> _Prompt_
Continue the article below on reimbursement hurdles for community cancer care providers, picking up where it stops.

> _Page extract_
=== Begin Enclosure ===

Skip to main content

Hurdles to Appropriate Reimbursement

October 2011, Vol 1, No 3
Sydney Abbott, JD
Policy Coordinator, Association of Community Cancer Centers

This has proven to be a difficult year for reimbursement for community cancer care providers. Al - though there are many hurdles to appropriate reimbursement, 3 issues are hanging fire in Congress this year. The sustainable growth rate (SGR) formula remains unfixed. Drug manufacturers’ promptpay discount is still calculated in the average sales price (ASP) for physician reimbursement. And most recently, select members of Congress are considering across-the-board cuts of up to 2% in Medicare reimbursement.

 

1 The SGR formula. This fundamentally flawed formula links reimbursement rates to increases in the gross domestic product (GDP). Because spending on physician services has grown faster than increases in GDP, the formula has called for cuts in reimbursement each year for most of the past decade. In 2012, the SGR formula calls for nearly a 30% cut to physician reimbursement. Each year, Congress has passed a “doc fix,” pushing those cuts down the road. Once again, a similar “fix” is expected by year’s end. However, these continual lastminute “fixes” make future planning and investment difficult for practices that cannot know when, or if, another short-term fix is going to happen. The Association of Community Cancer Centers (ACCC) continues to work with the Centers for Medicare & Medicaid Services (CMS) and Congress to ensure physicians do not see these significant cuts.

=== End Enclosure ===

(Stored items from a collection)
=== Begin Enclosure ===

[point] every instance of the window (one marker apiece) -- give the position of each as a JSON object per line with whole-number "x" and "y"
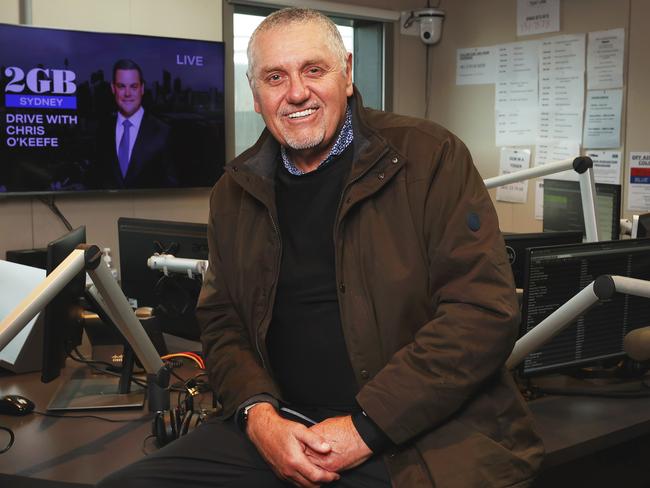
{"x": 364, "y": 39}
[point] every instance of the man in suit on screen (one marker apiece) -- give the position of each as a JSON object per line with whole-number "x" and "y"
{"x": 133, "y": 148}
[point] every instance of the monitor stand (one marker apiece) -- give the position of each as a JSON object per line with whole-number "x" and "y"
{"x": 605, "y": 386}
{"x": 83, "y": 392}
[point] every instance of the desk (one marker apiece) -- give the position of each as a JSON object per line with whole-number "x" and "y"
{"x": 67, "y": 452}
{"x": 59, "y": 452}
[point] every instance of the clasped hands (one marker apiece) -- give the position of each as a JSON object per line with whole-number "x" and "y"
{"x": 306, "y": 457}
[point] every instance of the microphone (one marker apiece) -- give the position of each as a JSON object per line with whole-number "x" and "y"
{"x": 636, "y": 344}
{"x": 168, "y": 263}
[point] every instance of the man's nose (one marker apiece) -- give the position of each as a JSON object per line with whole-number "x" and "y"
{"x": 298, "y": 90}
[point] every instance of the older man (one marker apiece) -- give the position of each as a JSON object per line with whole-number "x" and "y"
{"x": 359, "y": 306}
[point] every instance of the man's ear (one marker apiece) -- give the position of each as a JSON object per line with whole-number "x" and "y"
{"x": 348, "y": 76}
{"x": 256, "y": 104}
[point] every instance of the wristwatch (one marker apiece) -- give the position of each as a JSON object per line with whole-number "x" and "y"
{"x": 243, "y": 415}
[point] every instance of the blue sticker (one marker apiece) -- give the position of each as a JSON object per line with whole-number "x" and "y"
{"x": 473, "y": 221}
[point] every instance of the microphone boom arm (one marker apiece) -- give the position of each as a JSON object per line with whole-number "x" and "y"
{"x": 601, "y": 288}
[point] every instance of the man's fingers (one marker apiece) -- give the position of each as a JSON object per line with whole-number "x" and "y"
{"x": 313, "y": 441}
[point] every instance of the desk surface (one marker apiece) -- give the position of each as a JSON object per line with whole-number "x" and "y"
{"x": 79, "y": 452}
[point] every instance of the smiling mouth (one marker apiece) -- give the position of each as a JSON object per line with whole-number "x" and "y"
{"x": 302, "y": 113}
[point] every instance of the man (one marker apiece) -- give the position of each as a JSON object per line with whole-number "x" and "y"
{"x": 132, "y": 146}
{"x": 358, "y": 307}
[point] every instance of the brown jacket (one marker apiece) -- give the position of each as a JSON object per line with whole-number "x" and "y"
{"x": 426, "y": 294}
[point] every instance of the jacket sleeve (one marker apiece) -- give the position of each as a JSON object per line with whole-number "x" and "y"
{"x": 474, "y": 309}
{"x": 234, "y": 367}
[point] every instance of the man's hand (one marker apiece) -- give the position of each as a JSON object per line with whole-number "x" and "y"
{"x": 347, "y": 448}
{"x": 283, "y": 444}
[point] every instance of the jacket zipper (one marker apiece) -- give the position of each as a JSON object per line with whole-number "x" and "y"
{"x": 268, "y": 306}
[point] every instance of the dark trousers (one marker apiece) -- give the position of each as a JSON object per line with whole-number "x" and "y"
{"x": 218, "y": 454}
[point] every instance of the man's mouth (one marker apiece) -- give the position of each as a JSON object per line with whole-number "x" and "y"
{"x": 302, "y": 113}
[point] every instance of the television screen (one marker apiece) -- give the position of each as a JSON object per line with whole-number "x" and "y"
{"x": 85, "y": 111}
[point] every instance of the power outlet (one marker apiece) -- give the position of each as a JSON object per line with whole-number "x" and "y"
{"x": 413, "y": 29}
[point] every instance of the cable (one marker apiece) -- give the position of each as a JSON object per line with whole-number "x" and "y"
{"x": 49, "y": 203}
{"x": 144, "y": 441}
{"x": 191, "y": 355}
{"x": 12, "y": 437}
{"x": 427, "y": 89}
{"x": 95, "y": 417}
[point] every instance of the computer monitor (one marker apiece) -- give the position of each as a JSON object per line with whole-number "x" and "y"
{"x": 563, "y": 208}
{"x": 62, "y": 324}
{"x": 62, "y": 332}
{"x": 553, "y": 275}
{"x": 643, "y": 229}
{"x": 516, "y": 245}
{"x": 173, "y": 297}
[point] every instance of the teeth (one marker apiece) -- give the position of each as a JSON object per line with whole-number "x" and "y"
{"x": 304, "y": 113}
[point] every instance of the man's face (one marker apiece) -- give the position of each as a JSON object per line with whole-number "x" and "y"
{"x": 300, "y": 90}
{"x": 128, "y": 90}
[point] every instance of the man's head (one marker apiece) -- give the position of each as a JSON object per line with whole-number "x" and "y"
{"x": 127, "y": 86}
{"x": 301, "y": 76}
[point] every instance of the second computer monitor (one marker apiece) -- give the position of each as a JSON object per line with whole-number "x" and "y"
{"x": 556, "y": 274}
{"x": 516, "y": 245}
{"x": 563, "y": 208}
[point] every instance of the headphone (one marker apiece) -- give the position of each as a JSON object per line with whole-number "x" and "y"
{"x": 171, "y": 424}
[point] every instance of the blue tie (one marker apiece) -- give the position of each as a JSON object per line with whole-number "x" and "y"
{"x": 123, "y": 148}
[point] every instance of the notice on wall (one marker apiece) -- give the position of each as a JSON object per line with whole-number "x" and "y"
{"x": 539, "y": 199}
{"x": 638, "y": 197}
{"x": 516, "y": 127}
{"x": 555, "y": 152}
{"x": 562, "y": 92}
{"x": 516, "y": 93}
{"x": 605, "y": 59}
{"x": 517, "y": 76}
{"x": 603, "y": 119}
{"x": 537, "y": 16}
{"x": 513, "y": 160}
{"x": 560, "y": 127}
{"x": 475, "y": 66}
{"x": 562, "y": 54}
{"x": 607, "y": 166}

=== End Enclosure ===

> _Task output_
 

2  The prompt-pay discount included in the calculation of ASP. ACCC is fighting to remove these customary prompt-pay discounts, which are extended by manufacturers to distributors, from the manufacturers’ calculation of the ASP for Part B drugs and biologicals. These discounts typically are not passed on to the physician purchasing the product. ACCC supports S.733 and HR.905, 2 pieces of companion legislation that would remove the prompt-pay discount from the ASP calculation, aligning Medicare reimbursement methodology with Medicaid methodology. Medicaid methodology excludes these discounts from the calculation of average manufacturers price (AMP), ensuring fair and accurate reimbursement for physicians and clinics. Thanks in part to the hard work of ACCC members, the bills are gaining bipartisan support in both the House and Senate.

 

Congress considering cuts in Medicare reimbursement. Most urgently, Congress recently finalized the members of the bicameral, bipartisan debt reduction “super” committee, which was created by the debtceiling compromise signed into law by President Obama in August. This joint committee has until Thanksgiving to find at least $1.5 trillion in deficit savings over 10 years for an up-or-down vote in both chambers by Christmas 2011.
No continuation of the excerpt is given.